MATERIAL PROVIDED:
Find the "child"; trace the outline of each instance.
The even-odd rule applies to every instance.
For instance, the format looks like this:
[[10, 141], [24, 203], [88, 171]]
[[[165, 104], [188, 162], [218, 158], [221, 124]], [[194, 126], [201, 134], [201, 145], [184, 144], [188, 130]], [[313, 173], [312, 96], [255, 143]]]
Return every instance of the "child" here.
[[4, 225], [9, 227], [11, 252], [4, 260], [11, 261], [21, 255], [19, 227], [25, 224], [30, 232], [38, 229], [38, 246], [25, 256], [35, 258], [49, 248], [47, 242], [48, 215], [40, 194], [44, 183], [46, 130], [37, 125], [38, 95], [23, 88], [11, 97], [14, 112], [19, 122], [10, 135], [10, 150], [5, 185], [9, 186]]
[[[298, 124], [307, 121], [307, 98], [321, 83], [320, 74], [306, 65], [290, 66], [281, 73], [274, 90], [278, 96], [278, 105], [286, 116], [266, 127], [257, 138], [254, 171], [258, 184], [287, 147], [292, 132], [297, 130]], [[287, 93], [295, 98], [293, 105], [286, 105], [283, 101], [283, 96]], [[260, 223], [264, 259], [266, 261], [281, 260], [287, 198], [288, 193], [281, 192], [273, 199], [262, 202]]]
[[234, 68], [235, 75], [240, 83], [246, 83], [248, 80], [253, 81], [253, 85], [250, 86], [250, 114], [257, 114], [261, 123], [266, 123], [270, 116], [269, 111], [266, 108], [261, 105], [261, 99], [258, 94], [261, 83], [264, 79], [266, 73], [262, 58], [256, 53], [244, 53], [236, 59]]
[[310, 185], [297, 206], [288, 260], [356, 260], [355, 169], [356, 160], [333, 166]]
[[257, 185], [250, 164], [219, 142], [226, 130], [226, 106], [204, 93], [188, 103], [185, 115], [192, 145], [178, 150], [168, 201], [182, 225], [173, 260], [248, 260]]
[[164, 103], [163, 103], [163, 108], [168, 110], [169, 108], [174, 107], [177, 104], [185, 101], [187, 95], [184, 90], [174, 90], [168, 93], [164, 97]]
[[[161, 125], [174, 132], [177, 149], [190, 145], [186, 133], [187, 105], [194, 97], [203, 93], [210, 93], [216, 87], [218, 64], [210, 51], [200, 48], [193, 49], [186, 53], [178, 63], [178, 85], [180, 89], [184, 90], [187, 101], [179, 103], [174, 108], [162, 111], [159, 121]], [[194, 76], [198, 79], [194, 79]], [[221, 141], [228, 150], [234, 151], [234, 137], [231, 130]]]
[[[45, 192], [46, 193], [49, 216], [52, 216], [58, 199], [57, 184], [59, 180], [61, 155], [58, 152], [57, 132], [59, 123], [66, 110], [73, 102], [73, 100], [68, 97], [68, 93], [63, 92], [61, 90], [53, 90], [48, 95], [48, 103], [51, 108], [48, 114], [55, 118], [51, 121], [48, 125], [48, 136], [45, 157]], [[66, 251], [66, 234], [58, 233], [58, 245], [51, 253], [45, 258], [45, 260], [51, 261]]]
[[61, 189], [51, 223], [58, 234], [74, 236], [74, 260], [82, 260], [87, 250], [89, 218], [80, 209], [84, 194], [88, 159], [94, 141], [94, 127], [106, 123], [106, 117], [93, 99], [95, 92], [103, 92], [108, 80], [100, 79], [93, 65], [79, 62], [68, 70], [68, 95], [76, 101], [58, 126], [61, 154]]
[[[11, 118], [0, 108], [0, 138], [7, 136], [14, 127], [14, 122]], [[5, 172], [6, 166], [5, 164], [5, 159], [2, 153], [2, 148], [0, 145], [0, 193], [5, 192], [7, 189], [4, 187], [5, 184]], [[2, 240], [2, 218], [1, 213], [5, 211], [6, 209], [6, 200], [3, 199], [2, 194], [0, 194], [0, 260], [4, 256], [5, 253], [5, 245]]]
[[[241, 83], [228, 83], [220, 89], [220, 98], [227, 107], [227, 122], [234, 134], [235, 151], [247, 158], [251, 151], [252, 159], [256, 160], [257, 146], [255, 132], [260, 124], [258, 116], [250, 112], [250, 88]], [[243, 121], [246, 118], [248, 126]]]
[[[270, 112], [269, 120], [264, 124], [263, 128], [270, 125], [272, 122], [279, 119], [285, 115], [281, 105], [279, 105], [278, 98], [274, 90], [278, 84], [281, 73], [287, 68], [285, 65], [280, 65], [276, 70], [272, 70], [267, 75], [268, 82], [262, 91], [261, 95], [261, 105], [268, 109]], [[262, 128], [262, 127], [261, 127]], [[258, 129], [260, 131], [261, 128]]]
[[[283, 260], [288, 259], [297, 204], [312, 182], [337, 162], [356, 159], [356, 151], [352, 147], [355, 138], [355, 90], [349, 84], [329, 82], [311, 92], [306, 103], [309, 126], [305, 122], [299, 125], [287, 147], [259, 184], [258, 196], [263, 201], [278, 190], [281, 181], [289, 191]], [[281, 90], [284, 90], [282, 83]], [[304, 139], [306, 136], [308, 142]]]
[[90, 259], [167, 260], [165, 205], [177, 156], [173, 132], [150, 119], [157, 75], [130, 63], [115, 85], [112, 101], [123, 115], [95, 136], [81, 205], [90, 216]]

WHAT IS EXPECTED:
Rewrite the stretch from the start of the records through the line containing "Return every instance", replacing "child" with "person" and leaving everything else unchanged.

EXERCISE RESULT:
Find the "person"; trace the outline of each instance.
The even-odd rule applies to every instance.
For instance, the format looks like this:
[[10, 141], [24, 203], [88, 171]]
[[[165, 104], [188, 162], [218, 158], [221, 124]], [[194, 126], [201, 134], [201, 145], [184, 144], [188, 130]], [[313, 173], [312, 96], [255, 143]]]
Return every instance of the "person" here.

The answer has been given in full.